Every line from the one with "x=32, y=688" through the end of the records below should be restated word for word, and nothing outside that span.

Start of Block

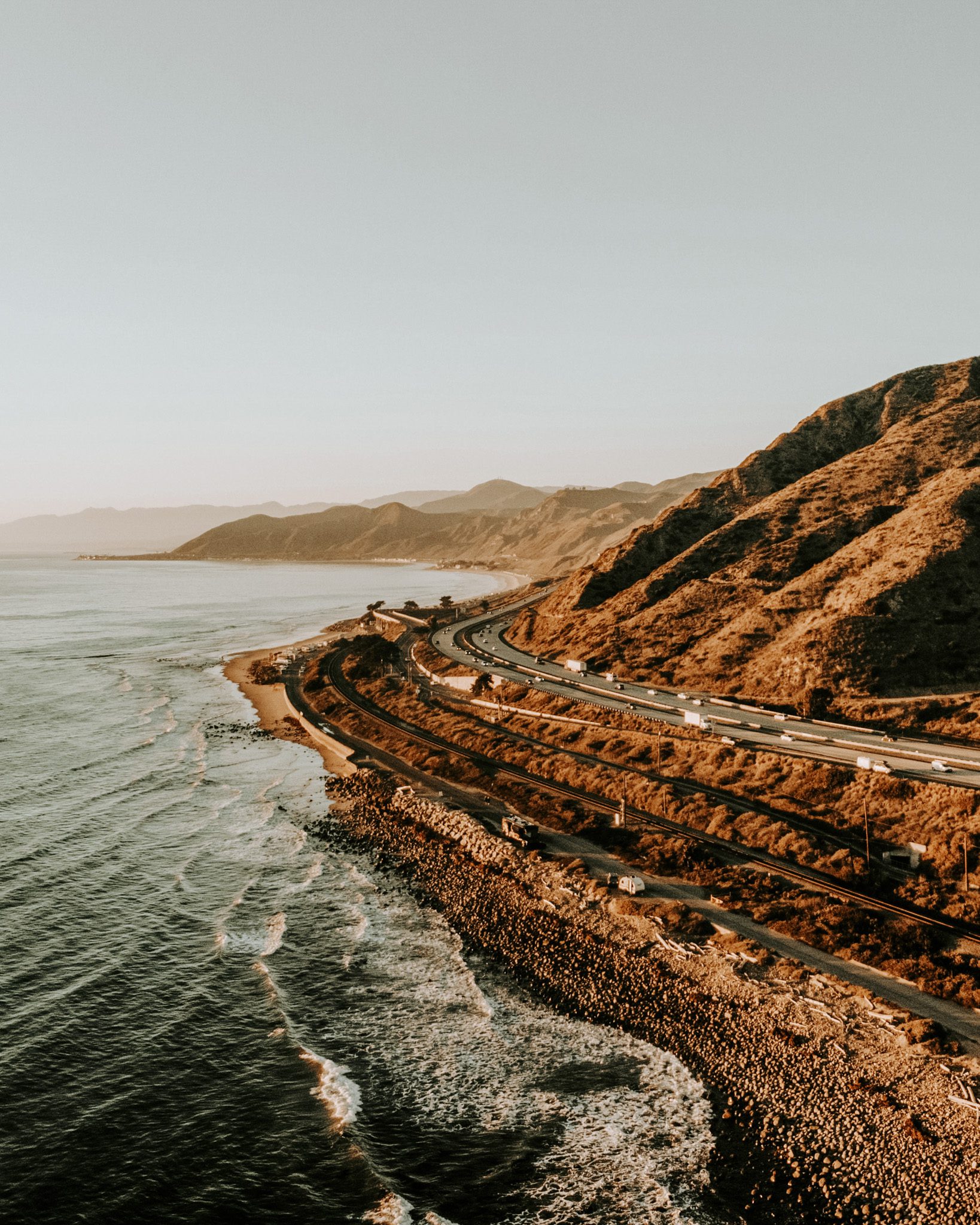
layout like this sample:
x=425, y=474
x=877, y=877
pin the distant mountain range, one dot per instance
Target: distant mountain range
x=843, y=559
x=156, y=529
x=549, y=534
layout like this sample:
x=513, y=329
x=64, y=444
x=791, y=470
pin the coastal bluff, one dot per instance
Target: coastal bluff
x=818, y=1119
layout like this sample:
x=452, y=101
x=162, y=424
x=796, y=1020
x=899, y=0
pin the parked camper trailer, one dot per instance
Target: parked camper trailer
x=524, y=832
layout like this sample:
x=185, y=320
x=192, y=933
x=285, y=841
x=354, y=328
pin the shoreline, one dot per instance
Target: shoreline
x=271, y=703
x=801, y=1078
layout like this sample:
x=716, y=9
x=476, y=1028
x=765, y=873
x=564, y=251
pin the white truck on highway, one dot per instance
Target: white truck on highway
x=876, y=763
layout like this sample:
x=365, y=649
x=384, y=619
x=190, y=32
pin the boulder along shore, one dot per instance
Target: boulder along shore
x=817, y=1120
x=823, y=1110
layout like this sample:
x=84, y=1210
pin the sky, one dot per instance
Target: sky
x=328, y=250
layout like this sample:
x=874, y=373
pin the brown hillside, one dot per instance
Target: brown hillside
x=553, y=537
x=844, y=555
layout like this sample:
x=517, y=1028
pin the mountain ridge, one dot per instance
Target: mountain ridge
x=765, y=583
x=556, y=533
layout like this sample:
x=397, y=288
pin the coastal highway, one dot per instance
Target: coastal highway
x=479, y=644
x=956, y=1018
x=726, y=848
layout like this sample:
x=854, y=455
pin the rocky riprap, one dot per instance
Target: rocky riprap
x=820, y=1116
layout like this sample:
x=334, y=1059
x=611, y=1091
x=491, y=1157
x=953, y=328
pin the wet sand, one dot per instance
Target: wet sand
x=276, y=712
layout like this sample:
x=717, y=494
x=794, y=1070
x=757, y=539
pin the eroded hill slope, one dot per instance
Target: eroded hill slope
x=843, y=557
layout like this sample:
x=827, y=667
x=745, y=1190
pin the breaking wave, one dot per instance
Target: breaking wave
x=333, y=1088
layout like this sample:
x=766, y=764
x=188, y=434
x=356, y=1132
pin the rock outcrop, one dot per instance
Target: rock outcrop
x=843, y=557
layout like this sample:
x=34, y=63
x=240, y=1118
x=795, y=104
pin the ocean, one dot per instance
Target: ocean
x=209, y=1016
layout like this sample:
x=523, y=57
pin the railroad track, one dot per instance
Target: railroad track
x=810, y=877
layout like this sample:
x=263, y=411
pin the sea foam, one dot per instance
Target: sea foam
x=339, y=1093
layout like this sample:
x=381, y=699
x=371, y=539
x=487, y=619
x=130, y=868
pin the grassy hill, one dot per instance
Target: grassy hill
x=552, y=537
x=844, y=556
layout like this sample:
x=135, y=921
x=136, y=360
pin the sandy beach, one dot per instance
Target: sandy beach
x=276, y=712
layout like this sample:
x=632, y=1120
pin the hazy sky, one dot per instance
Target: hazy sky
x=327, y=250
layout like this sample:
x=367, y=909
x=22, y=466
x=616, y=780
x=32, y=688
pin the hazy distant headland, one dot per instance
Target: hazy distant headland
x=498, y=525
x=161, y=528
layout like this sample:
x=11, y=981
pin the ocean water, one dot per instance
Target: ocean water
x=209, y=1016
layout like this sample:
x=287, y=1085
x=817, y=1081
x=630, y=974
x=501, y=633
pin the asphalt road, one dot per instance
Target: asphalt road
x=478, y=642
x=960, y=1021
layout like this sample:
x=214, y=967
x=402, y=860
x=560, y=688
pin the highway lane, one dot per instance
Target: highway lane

End of Block

SOLUTION FOR THIS PROBLEM
x=32, y=688
pin the hazy distant headland, one dot per instance
Target: hazy distant headland
x=498, y=525
x=161, y=528
layout like this sample:
x=11, y=981
pin the ocean water, one dot per instance
Target: ocean water
x=209, y=1016
layout like this sample:
x=287, y=1085
x=817, y=1081
x=630, y=974
x=501, y=633
pin the asphalt road, one dot per instance
Target: asphalt road
x=478, y=642
x=960, y=1021
layout like this sample:
x=214, y=967
x=402, y=860
x=560, y=688
pin the highway lane, one dot per instance
Target: highway lane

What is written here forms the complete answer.